*** Page extract Section Begins ***
I just had the worst day, and really need an outlet for all the emotions I'm feeling tbh. This will be long.
It was my DS's first day at reception (mainstream). He has been privately diagnosed with ASD at the beginning of this year, but we knew for a long time prior to the diagnosis. We were very open and honest with his new school about his needs and challenges, and actively approached them with all the information & reports from the paediatrician, ed psych, nursery, SALT etc.
We came to a mutual agreement that he needs to ease into it gently, so he only went in for 2h today, as it was his first day. Well according to my DP (son's dad), all hell broke loose when he went in to collect him. The SENCO was already waiting for him, and had a very unpleasant chat with him about our son's out of control behaviour (think throwing things out the window, constantly running around, hiding in a cupboard etc.) she openly admitted to shouting at him, and generally losing her composure. It felt very brutal from what DP said, and he was very sad about it too.
For context, I am well aware of how disruptive he can be, and it is a constant uphill struggle for us, every day. He is incredibly bright, excellent at maths, reading, incredible spelling, but his behaviour is so challenging that I cry every day and regret becoming a mother. We are in the process of getting an EHCP in place, and eventually a specialist school placement.
*** Page extract Section Ends ***
*** Extracted data Section Begins ***
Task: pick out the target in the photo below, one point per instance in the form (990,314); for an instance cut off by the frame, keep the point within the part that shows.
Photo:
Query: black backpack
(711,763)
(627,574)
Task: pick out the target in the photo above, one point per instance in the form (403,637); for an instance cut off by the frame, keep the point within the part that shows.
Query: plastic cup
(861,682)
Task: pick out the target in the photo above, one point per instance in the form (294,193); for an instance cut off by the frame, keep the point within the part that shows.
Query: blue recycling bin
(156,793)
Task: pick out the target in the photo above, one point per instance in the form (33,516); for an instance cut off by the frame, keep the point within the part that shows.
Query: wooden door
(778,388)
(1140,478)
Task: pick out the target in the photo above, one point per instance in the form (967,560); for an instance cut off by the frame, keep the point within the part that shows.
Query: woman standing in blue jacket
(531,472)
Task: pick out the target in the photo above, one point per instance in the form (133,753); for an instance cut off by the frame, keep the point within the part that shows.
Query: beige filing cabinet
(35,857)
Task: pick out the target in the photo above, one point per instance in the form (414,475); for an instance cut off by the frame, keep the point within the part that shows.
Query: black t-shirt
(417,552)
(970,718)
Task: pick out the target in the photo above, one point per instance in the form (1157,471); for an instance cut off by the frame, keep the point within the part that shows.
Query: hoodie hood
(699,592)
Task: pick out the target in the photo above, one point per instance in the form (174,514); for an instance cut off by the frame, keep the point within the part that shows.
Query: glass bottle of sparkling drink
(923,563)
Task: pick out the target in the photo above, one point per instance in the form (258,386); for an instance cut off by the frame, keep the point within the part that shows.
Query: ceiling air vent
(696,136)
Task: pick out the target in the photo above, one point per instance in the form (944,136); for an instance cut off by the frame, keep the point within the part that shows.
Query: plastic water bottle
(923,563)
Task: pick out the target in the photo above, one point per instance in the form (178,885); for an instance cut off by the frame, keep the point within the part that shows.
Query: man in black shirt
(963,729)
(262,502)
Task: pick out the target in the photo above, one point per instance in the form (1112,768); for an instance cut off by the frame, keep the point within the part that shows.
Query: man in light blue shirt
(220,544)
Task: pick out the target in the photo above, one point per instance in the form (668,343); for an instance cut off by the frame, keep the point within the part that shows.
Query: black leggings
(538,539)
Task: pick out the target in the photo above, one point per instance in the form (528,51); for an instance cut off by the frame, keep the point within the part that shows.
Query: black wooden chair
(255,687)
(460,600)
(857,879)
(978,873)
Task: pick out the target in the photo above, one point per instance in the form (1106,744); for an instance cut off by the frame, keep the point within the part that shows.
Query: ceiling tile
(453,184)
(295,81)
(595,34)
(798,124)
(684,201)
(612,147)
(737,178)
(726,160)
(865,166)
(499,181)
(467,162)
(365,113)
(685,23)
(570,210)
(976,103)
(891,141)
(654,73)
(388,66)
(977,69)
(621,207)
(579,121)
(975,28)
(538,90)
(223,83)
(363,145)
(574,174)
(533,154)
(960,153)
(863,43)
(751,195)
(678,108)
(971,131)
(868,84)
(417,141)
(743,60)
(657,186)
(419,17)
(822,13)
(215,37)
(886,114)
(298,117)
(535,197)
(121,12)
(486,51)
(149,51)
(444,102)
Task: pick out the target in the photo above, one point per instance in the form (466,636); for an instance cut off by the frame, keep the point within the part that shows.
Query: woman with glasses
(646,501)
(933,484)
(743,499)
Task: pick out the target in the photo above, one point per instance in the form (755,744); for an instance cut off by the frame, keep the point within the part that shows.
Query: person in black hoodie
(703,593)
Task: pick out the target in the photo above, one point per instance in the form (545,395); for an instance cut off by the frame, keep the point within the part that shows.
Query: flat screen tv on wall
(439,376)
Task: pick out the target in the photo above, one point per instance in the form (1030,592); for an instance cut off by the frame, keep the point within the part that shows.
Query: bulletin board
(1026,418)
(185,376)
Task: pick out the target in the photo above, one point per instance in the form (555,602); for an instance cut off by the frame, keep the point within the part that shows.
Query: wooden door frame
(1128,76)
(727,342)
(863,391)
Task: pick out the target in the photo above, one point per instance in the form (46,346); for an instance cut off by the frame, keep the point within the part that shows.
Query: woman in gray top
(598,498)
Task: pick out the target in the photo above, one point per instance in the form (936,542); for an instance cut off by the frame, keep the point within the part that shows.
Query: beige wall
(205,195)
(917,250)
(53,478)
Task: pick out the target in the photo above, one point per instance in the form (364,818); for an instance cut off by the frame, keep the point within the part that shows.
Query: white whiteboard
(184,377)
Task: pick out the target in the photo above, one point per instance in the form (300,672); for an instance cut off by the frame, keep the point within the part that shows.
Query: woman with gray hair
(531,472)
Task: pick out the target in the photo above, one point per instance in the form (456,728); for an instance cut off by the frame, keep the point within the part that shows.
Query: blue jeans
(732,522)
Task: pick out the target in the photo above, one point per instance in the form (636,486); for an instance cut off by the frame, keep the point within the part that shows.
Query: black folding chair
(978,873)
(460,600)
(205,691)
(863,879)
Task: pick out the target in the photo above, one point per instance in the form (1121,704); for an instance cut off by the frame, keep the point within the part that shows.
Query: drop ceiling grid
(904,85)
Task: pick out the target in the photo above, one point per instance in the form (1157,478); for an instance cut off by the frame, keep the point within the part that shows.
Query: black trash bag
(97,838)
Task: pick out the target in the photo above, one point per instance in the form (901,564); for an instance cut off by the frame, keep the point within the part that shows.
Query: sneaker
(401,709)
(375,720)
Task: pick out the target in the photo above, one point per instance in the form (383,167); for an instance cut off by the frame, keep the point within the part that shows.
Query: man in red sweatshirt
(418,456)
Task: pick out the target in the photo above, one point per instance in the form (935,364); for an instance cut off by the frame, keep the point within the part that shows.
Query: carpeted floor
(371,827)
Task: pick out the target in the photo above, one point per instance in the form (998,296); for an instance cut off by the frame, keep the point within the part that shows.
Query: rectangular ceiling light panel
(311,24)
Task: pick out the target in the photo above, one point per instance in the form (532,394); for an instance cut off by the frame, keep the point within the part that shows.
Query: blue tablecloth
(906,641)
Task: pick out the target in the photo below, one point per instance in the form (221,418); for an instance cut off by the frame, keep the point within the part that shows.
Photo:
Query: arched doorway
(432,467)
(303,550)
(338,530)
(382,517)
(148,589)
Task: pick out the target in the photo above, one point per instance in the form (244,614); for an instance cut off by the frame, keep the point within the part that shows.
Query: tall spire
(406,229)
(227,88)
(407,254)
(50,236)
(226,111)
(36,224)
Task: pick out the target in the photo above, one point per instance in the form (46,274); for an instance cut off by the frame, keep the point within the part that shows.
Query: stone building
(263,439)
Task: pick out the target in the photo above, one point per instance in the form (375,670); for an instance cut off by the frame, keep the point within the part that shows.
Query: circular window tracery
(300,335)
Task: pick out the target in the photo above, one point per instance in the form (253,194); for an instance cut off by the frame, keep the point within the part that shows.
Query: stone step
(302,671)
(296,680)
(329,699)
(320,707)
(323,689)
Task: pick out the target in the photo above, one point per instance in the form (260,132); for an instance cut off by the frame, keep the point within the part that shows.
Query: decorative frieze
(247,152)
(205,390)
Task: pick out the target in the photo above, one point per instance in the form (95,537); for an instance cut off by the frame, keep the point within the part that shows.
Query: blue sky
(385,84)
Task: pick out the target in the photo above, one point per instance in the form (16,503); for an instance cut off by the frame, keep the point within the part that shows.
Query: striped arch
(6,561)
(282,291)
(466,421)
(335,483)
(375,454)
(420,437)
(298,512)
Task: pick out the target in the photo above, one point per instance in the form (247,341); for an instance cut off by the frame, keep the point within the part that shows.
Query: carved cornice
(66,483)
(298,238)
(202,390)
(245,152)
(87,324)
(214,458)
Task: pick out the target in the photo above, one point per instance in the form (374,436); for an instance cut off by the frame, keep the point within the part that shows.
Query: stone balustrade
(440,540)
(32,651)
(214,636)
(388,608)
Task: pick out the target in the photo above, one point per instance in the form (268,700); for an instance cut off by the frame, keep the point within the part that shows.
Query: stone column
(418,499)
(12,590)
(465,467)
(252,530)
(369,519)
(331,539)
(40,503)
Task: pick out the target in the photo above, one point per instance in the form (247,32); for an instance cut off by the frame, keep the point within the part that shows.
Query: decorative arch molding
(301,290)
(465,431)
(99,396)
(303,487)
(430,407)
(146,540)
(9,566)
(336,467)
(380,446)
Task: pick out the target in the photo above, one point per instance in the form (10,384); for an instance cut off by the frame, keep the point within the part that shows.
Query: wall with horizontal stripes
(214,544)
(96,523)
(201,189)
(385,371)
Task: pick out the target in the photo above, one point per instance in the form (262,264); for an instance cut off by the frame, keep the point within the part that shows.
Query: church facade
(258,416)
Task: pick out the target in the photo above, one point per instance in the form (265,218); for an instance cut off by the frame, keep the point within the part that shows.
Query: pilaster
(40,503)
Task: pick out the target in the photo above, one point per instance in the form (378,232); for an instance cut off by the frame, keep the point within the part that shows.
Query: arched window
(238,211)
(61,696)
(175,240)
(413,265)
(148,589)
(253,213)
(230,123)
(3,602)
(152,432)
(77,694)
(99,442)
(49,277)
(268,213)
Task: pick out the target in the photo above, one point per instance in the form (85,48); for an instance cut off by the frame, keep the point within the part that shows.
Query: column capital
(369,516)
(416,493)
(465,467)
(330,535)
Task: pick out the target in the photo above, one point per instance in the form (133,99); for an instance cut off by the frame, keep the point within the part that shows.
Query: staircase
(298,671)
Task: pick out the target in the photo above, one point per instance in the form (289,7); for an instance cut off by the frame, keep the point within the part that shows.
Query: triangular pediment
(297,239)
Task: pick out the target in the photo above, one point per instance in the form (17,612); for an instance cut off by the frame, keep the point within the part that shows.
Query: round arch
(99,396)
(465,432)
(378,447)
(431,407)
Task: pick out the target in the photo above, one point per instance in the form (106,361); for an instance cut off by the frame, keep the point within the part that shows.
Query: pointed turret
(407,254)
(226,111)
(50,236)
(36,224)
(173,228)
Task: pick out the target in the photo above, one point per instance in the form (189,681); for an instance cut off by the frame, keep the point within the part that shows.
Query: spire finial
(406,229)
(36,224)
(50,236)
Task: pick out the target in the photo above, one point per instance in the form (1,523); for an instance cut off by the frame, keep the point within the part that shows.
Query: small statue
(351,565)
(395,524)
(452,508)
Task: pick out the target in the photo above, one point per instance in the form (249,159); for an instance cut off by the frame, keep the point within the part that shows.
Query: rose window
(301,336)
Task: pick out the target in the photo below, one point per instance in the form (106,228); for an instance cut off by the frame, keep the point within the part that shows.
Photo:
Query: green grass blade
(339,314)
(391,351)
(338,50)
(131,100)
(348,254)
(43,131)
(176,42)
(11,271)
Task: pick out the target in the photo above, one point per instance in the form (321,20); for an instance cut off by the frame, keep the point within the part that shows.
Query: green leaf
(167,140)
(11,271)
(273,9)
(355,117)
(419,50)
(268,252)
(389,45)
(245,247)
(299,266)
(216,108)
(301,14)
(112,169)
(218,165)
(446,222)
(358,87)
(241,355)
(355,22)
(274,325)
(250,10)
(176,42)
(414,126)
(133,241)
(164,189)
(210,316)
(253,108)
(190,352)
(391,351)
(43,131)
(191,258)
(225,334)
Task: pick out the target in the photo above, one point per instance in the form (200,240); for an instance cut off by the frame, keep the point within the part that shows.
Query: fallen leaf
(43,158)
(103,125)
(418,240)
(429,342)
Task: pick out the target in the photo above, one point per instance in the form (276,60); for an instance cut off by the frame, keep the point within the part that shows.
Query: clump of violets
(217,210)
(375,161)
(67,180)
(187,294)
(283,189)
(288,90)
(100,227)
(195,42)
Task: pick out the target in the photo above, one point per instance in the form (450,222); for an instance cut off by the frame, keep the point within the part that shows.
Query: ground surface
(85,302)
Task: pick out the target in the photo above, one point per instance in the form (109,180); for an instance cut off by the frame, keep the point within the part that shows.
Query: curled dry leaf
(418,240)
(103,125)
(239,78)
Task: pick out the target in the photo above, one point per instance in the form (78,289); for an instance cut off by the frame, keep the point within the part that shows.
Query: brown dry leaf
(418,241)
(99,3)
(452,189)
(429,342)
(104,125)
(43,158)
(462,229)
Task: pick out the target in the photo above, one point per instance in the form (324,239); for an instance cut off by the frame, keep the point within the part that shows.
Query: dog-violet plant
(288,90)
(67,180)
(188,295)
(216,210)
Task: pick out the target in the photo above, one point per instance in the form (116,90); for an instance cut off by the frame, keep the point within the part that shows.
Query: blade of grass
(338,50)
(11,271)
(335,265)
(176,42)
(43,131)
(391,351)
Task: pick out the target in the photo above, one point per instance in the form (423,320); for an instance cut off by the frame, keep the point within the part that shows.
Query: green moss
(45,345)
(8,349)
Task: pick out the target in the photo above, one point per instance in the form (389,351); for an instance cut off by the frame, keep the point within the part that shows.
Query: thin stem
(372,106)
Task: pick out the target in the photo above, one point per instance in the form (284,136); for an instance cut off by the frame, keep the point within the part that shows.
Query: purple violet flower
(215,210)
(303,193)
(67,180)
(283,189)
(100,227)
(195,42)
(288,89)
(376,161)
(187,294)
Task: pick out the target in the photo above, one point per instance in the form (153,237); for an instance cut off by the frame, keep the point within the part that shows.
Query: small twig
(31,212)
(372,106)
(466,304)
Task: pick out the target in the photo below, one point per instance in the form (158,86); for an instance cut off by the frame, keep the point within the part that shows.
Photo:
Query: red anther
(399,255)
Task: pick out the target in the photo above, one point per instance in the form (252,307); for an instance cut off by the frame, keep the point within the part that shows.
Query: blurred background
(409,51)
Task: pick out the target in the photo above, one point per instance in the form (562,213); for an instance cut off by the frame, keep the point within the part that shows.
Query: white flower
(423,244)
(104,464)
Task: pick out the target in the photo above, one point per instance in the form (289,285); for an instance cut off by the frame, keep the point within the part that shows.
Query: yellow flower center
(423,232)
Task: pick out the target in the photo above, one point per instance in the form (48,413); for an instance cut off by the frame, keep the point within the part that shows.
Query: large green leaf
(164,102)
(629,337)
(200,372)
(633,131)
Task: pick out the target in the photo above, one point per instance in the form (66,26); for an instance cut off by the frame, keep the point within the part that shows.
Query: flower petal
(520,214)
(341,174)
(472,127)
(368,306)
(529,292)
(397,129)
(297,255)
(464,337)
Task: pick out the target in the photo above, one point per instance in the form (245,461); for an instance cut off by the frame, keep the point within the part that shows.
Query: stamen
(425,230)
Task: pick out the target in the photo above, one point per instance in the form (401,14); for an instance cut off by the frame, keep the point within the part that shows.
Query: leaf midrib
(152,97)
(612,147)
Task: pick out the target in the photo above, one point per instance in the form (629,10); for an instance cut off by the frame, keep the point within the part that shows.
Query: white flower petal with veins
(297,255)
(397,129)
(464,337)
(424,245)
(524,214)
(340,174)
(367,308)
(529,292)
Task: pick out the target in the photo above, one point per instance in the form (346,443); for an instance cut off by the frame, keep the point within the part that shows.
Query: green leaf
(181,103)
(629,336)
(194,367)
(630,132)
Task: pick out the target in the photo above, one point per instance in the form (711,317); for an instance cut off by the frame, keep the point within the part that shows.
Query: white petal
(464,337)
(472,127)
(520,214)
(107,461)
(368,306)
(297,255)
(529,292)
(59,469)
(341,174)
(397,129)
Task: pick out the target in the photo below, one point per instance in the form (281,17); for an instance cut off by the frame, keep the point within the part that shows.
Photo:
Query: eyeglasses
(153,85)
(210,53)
*** Extracted data Section Ends ***
• [Problem requirements]: Can you continue the post about the son's first day at reception, picking up right after its last sentence? The entries have nothing to do with this.

• [Result for this task]:
Just as I came back from work today, and we sat down to chat about this, his phone rang. It was the police, who said they received a call from that number from a distressed sounding child. What actually happened was that he managed to get hold of his father's phone and dial 999, then got caught and screamed in excitement. He's dialled it before, but we always stopped him in time. My DP calmly explained the situation, and apologised profusely. They said that because he screamed on the phone, they had a duty to attend. Which is fair enough and reassuring, but god almighty it was the last thing I needed today. They were really lovely about it, and one of the officers actually talked to us about his own autistic son, he understood our struggles. But the whole thing was just so soul-destroying. I know it's just standard protocol, but having them look in my fridge to check if we had food for him, asking to take a picture of his birth certificate, offering to put us in touch with SS... Oh and of course the school will be contacted as well :(
I feel completely crushed today. My little boy fell asleep in my arms tonight, so calm and beautiful, like nothing ever happened. But I can't stop crying. The future terrifies me.